══ THE RECORDS ══

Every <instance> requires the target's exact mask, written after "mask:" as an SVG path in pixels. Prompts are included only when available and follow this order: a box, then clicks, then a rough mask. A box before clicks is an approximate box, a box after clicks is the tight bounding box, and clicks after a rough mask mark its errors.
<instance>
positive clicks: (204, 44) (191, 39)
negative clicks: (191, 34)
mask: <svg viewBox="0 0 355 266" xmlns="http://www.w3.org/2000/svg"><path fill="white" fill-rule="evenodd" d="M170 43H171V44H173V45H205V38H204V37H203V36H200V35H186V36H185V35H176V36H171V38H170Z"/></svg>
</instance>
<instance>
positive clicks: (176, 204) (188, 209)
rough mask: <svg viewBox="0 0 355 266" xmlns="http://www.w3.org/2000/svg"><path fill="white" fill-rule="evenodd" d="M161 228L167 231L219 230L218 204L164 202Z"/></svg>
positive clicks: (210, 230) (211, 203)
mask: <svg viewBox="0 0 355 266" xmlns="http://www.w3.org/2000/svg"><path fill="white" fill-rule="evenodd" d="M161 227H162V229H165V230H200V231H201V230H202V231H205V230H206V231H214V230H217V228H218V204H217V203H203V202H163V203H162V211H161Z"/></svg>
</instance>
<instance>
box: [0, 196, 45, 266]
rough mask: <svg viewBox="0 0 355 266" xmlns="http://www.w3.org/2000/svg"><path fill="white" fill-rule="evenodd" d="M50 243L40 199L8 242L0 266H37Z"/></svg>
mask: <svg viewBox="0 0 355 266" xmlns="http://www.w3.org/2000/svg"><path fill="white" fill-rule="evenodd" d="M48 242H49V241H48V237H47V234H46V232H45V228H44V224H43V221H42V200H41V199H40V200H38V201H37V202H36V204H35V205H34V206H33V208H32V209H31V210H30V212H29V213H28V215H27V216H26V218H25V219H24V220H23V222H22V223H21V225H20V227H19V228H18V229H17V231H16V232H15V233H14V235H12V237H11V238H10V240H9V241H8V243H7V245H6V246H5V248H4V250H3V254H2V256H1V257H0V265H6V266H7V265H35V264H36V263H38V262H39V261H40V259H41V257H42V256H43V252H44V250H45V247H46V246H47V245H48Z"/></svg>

═══

** EXERCISE GOAL **
In the entries above, the lines between the one holding "positive clicks: (210, 230) (211, 203)" and the one holding "box: [0, 196, 45, 266]", inclusive, are to be printed exactly as written, and those alone.

** ANSWER SPACE **
positive clicks: (210, 230) (211, 203)
mask: <svg viewBox="0 0 355 266" xmlns="http://www.w3.org/2000/svg"><path fill="white" fill-rule="evenodd" d="M161 227H162V229H165V230H200V231H201V230H202V231H205V230H206V231H214V230H217V228H218V204H217V203H203V202H163V203H162V211H161Z"/></svg>
</instance>
<instance>
box: [0, 196, 45, 266]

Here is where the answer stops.